Items listed in a dataset
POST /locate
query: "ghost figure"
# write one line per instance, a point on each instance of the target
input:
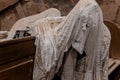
(79, 43)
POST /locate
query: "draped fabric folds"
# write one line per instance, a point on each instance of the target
(83, 30)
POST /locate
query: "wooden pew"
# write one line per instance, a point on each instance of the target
(16, 59)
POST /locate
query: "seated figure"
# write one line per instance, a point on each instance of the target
(78, 42)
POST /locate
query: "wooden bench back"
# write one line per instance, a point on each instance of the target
(115, 39)
(17, 59)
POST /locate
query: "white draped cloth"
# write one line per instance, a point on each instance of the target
(84, 30)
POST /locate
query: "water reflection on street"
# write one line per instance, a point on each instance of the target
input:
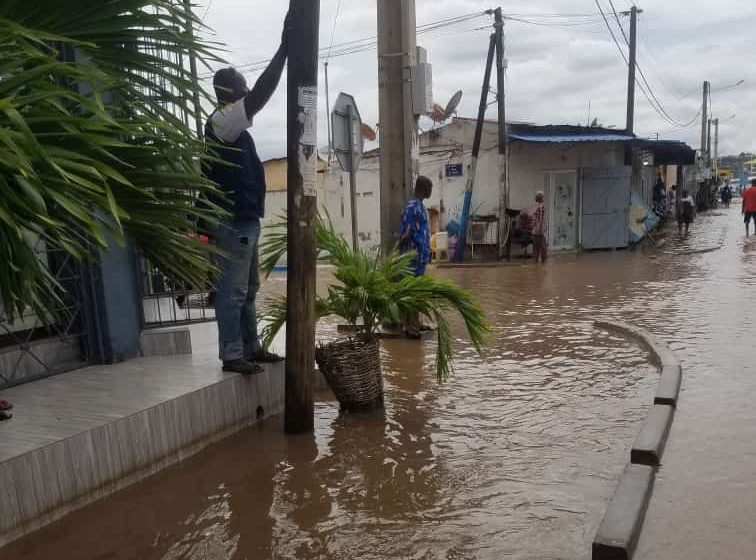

[WRITTEN INSTRUCTION]: Identify each line of the records containing the word "wooden" and copy those lines.

[SOLUTION TO THIS EXERCISE]:
query: "wooden pew"
query: "wooden bench back"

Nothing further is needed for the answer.